▶ Textauszug:

▽

In Russland kam es mit jedem Riss zu einer Umwertung der Werte, die in ein ideologisches Vakuum mündete. Jenes nach dem Zerfall der UdSSR ist vermutlich das schwierigste. Liberalismus, Menschenrechte und Demokratie konnten in die Leerstelle, die die Sowjetunion hinterließ, nie wirklich vordringen. Die Härten der ökonomischen Transformation nach siebzig Jahren Kommunismus waren viel verheerender als in anderen Ostblockstaaten. Während sich die abtrünnigen Republiken als Opfer hegemonialer Nationalitätenpolitik stilisierten und EU-Hilfen erhielten, wurde Russland zu ihrem Prügelknaben.
Schon 1993 schrieb die Russland-Expertin Jutta Scherrer, dass zu einem Zeitpunkt, als die Entscheidung Russlands, zu Europa zu gehören, immer drängender wurde, sich der Westen für das auseinanderbrechende Imperium immer weniger interessierte, als sei von dort nichts mehr zu befürchten. Die Bürger des neuen Russlands, deren Mehrheit sich stets als Europäer betrachtet, fühlte sich ausgerechnet in dem Moment vom Westen verraten, als sie ihm einen riesigen Teil ihrer Einflusssphäre friedlich übergaben. Die imperiale Identität der Russen, denen nicht nur das Imperium, sondern auch die damit verbundene Utopie abhandengekommen waren, wurde mangels Zukunftsvision mit Versatzstücken aus der Geschichte gefüllt.
Haben es die anderen Ostblockstaaten so viel anders gemacht? Putins Strategie bestand darin, den verletzten Stolz und die Verlusterfahrung seiner Landsleute und Millionen von Russen, die sich über Nacht jenseits der neuen Grenzen in den alten Sowjetrepubliken als quasi Staatenlose wiederfanden, neu zu definieren. Zu Beginn fand ich das gut und richtig. Anders als Jelzin, der sich einer clownesken idealisierenden Ikonografie des Zarenreiches bediente, instrumentalisierte Putin die Sowjetunion, allen voran den Sieg im Weltkrieg. Dazu wurde die seit 1944 bis zum Zusammenbruch der UdSSR genutzte Nationalhymne (zuvor war es übrigens die Internationale) mit neuem Text reaktiviert. Der nach der Staatsgründung 1990 im Juni gefeierte „Tag Russlands“ wurde 2005 um den „Tag der Einheit des Volkes“ am 4. November ergänzt, nah genug am ehemaligen Revolutionsfeiertag und mit drei freien Arbeitstagen.

△

Ausschnitt aus einer Datendatei
▽

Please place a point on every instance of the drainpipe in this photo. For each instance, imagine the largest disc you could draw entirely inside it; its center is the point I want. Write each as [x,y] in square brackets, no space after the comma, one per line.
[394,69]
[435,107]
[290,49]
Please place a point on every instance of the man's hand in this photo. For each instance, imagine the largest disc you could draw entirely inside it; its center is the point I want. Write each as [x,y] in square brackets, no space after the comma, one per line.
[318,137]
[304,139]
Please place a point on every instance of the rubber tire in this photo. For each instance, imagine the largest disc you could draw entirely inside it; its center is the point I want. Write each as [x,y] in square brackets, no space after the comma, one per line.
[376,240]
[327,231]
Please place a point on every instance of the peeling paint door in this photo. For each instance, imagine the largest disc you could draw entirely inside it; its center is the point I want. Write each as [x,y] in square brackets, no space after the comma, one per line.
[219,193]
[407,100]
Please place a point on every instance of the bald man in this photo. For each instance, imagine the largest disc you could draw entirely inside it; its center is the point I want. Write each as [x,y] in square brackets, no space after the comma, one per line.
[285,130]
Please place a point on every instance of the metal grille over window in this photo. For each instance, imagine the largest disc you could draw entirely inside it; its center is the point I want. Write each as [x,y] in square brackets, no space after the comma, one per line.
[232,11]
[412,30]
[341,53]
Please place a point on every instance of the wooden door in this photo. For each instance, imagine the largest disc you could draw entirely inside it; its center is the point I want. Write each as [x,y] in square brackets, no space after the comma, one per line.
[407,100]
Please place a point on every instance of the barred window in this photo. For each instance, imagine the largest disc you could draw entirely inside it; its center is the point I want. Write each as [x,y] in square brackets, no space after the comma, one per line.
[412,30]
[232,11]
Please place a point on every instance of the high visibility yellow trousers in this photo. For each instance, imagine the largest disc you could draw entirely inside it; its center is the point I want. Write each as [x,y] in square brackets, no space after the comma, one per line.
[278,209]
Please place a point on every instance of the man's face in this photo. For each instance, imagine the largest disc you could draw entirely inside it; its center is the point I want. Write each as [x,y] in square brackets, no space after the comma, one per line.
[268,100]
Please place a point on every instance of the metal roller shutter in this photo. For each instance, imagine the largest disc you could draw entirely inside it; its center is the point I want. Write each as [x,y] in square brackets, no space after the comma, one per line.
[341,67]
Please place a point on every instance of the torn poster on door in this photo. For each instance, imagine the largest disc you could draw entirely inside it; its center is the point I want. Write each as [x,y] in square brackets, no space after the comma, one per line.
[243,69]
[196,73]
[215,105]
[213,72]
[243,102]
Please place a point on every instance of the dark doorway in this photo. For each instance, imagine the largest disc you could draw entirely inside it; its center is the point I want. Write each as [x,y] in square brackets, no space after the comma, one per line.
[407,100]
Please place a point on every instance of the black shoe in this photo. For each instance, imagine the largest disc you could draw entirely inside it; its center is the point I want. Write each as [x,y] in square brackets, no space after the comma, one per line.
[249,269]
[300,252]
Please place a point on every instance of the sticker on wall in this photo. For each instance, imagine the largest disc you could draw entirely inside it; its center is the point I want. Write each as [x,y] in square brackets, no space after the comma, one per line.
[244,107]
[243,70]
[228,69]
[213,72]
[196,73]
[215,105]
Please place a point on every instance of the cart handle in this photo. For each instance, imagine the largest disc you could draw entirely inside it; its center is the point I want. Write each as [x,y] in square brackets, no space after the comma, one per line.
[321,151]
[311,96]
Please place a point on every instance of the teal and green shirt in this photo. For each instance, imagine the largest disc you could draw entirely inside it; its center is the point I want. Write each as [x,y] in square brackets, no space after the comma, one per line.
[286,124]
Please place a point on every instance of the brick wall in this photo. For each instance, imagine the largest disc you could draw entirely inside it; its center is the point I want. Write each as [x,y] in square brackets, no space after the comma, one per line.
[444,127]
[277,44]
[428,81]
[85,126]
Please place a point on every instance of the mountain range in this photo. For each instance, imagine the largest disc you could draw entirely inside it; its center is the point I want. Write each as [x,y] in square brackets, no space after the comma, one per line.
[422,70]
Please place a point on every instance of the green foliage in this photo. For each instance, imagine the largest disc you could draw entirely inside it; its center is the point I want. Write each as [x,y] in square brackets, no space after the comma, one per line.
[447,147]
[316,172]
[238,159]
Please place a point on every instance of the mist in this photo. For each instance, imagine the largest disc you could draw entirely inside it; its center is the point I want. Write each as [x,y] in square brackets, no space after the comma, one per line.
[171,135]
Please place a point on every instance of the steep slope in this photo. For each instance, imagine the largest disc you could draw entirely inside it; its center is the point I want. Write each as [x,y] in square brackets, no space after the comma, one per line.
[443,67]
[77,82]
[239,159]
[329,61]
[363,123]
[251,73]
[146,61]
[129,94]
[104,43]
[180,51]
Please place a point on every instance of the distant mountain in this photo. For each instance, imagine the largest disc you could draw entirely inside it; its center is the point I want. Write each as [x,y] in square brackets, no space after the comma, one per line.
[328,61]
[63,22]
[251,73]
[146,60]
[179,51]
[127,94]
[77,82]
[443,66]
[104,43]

△

▶ Aufgaben:
1 - Schreib aus dem Text über Russland nach dem Ende der Sowjetunion den Abschnitt ab, der mit den Wörtern „In Russland kam“ anfängt und mit „zu ihrem Prügelknaben.“ aufhört.
2 - Schreib den Text über Russland nach dem Ende der Sowjetunion im Anschluss an seinen letzten Satz weiter.
Die Zeilen braucht man hier nicht.

▶ Lösungen:
1 -
In Russland kam es mit jedem Riss zu einer Umwertung der Werte, die in ein ideologisches Vakuum mündete. Jenes nach dem Zerfall der UdSSR ist vermutlich das schwierigste. Liberalismus, Menschenrechte und Demokratie konnten in die Leerstelle, die die Sowjetunion hinterließ, nie wirklich vordringen. Die Härten der ökonomischen Transformation nach siebzig Jahren Kommunismus waren viel verheerender als in anderen Ostblockstaaten. Während sich die abtrünnigen Republiken als Opfer hegemonialer Nationalitätenpolitik stilisierten und EU-Hilfen erhielten, wurde Russland zu ihrem Prügelknaben.

2 -
Die Russen gedenken dabei des Sieges über das polnisch-litauische Heer im Jahre 1612, auf den die Inthronisierung des ersten Romanows auf den Zarenthron folgte, was symbolträchtig eine Zeit politischer Wirren (Smuta) beendete. Und weil der Tag gleichzeitig der Gedenktag der Heiligen Mutter von Kasan, einer der wichtigsten orthodoxen Ikonen, ist, verbindet sich die neue Staatlichkeit mit der tausendjährigen Geistigkeit eines Landes, das nun wieder das größte der orthodoxen Christenheit ist. Doch kein Russe findet zum Glauben zurück, weil es die neue Staatsräson so will.
Zur russischen Idee, eines ideologischen Diskurses, der auf das 19. Jahrhundert zurückgeht und die kulturelle Sonderrolle Russlands zwischen Europa und Asien durch die Spezifika der Orthodoxie, der Hypertrophie des Staates und des selbstaufopfernden Patriotismus erklärt, gehört auch die Geografie des größten Landes der Erde, das nur anderthalbmal so viel Einwohner zählt wie Deutschland, aber fast fünfzigmal so groß ist.
Unbeherrschbare Weite
Jeder, der schon einmal mit dem Zug durch Russland gereist ist, erfährt die physische Weite, die im krassen Gegensatz zu den meist beengten Wohnverhältnissen steht. Jede Reise ist eine beschwerliche, Ankunft ungewiss. Das erzeugt Ohnmachtsgefühle gegenüber der Unbeherrschbarkeit des Raumes ebenso wie Freiheitssehnsucht und einen Hang zur Anarchie. Doch während bis in die siebziger Jahre des letzten Jahrhunderts Dörfer zur Weite gehörten, bedeutete das Ende der UdSSR auch den Todesstoß für die dörflichen Strukturen. Das Wort Bauer (krestjanin) leitet sich im Russischen von Christen (christjanin) ab. Die bäuerliche Gemeinschaft (Obschtschina), von russischen und heute russisch-nationalen Intellektuellen idealisiert, galt als Rückgrat der Kultur.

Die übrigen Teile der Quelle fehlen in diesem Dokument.